Can you copy word for word the part of the passage on nitride semiconductor electrodes starting at "After the formation of the P-type" and ending at "10 is manufactured."?

> PASSAGE GIVEN
# # # # #

After the formation of the P-type electrode 3, a pad electrode (not shown) for use in wire bonding or the like is formed on the P-type electrode 3. Like the P-type electrode 3, the pad electrode can be formed by EB evaporation or sputtering. The material for the pad electrode should desirably be a material containing titanium (Ti), and specific examples of the material include Ti, Ta, gold (Au), and molybdenum (Mo). Specific examples of the structure of the pad electrode include a Ti/Ta/Ti/Au layered structure and a Ti/Mo/Ti/Au layered structure. The thickness of the pad electrode may vary depending on the processing performed after the formation of the pad electrode. Through the process described above, the nitride semiconductor device 10 is manufactured.

The nitride semiconductor device 10 manufactured in this way has the following advantages. Firstly, since the P-type electrode 3 includes the Pd layer 3b and the Ta layer 3c, the surface of the P-type nitride semiconductor layer 1 can be transformed to exhibit ohmic behavior by the transforming effect of these layers 3b and 3c. Secondly, the intervention of the metal layer 3a of a metal having a work function of 5.1. eV or more at the interface between the P-type electrode 3 and the P-type nitride semiconductor layer 1 allows a further reduction than ever in the work-function difference between the P-type electrode 3 and the P-type nitride semiconductor device 1. These advantages permit a greater reduction in the contact resistance at the interface between the P-type electrode 3 and the P-type nitride semiconductor layer 1. This consequently prevents an increase in the operating voltage of the nitride semiconductor device 10 and reduces the influence of heat generation during operation, thereby allowing stable and high-power operation output.

# # # # #

> DATA EXTRACT
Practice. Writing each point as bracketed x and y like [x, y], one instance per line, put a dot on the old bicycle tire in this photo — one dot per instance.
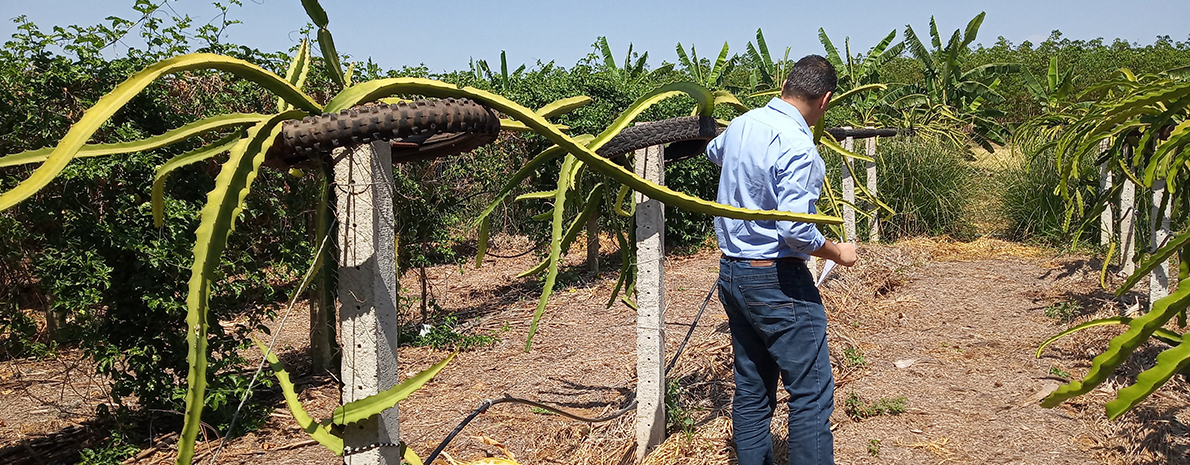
[417, 130]
[687, 137]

# # # # #

> COMPLETED EXERCISE
After the formation of the P-type electrode 3, a pad electrode (not shown) for use in wire bonding or the like is formed on the P-type electrode 3. Like the P-type electrode 3, the pad electrode can be formed by EB evaporation or sputtering. The material for the pad electrode should desirably be a material containing titanium (Ti), and specific examples of the material include Ti, Ta, gold (Au), and molybdenum (Mo). Specific examples of the structure of the pad electrode include a Ti/Ta/Ti/Au layered structure and a Ti/Mo/Ti/Au layered structure. The thickness of the pad electrode may vary depending on the processing performed after the formation of the pad electrode. Through the process described above, the nitride semiconductor device 10 is manufactured.